WHAT TO DO:
Copy out the part of the listing that opens with the line containing "# point at: wooden shelf" and closes with the line containing "x=315, y=111", both lines included. Add -38 to every coordinate in the answers, and leave the requests and their sample points unchanged.

RAW RECORDS:
---*---

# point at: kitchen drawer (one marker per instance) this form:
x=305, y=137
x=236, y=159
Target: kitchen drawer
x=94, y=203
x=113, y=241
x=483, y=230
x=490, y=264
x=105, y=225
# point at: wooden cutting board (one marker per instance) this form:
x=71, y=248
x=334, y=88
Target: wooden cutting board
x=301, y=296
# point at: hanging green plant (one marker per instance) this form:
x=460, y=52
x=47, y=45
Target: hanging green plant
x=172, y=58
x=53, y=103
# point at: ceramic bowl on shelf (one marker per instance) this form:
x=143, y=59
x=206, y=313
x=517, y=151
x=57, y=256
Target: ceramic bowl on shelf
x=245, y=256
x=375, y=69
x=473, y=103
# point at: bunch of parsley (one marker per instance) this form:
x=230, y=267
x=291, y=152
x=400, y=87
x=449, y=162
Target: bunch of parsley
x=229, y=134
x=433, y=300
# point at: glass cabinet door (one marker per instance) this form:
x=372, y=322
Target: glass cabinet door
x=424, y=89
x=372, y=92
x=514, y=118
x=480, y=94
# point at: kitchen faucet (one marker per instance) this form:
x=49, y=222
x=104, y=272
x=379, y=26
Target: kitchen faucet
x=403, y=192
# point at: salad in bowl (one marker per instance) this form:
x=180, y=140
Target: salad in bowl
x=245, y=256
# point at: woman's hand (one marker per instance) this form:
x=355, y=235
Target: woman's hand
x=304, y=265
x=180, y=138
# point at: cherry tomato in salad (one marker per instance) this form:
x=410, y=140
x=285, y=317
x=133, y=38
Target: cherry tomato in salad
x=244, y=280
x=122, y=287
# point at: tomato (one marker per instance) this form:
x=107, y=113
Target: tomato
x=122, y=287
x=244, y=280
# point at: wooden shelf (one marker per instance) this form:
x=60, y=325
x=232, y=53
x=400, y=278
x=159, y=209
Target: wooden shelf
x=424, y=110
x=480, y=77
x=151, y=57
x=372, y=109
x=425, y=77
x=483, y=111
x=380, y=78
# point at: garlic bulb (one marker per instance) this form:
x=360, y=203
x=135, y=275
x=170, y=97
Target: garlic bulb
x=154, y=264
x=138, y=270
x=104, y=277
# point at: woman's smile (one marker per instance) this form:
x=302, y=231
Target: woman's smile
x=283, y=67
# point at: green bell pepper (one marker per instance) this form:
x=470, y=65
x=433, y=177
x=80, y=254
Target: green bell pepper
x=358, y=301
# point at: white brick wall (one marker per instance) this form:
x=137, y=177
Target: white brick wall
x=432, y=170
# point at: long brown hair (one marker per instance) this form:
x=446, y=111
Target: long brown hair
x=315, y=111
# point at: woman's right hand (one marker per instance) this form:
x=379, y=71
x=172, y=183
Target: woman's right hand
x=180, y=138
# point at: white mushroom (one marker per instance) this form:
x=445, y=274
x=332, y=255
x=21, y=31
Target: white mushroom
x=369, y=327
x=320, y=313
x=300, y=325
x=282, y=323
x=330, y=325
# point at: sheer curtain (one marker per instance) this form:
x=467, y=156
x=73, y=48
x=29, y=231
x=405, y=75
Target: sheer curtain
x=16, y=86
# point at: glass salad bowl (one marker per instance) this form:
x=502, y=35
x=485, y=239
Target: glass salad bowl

---*---

THE OUTPUT:
# point at: wooden shelf (one marker per instance) this form:
x=60, y=325
x=232, y=53
x=400, y=278
x=159, y=209
Target: wooden shelf
x=386, y=72
x=442, y=39
x=113, y=19
x=334, y=71
x=387, y=39
x=445, y=73
x=342, y=40
# point at: garlic bulb (one marker per instance) this form:
x=360, y=203
x=135, y=275
x=170, y=97
Target: garlic bulb
x=116, y=226
x=100, y=232
x=66, y=239
# point at: woman's smile (one marker per instance) this form:
x=302, y=231
Target: woman's smile
x=245, y=29
# point at: green bell pepper (one marker per instance) this form:
x=470, y=65
x=433, y=177
x=80, y=254
Target: green bell pepper
x=320, y=263
# point at: white brick wall (one marker per instance) this form:
x=137, y=177
Target: white brick wall
x=394, y=132
# point at: long brown hair (one marker per instance) this form:
x=446, y=111
Target: long brown hair
x=277, y=73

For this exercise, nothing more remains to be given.